Print every record exactly, but leave out the pictures.

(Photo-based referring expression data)
▬▬▬▬▬▬▬▬▬▬

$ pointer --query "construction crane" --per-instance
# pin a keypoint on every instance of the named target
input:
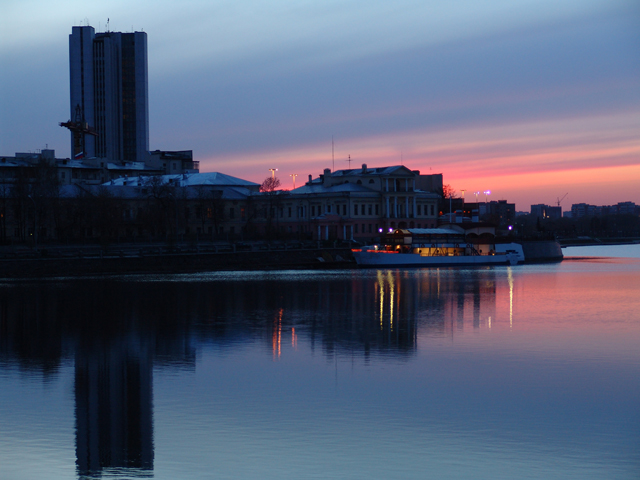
(560, 199)
(79, 128)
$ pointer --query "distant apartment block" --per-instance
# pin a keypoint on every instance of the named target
(579, 210)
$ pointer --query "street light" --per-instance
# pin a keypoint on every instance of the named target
(35, 223)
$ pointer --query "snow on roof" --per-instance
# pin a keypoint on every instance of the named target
(188, 180)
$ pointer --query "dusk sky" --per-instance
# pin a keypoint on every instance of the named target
(528, 99)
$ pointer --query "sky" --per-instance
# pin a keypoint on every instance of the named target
(531, 100)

▬▬▬▬▬▬▬▬▬▬

= Task solution =
$ pointer --query "construction crane" --per-instance
# pin a keypoint on every instance of the named target
input:
(560, 199)
(79, 128)
$ pointer --query "distant apartment block" --per-instance
# pin a keypoint on every instance of the named target
(579, 210)
$ pointer --query "street light" --per-instance
# pin a keypoint on every instance of the named target
(35, 223)
$ pointer --query "snow on roof" --per-instance
# pin a keypoint on every instance of the named target
(188, 180)
$ pointer --query "dusk sky" --per-instance
# pin a keypoint on every instance of the named target
(528, 99)
$ pointer --query "sky" --per-instance
# pin a keypoint on every instance of the named target
(531, 100)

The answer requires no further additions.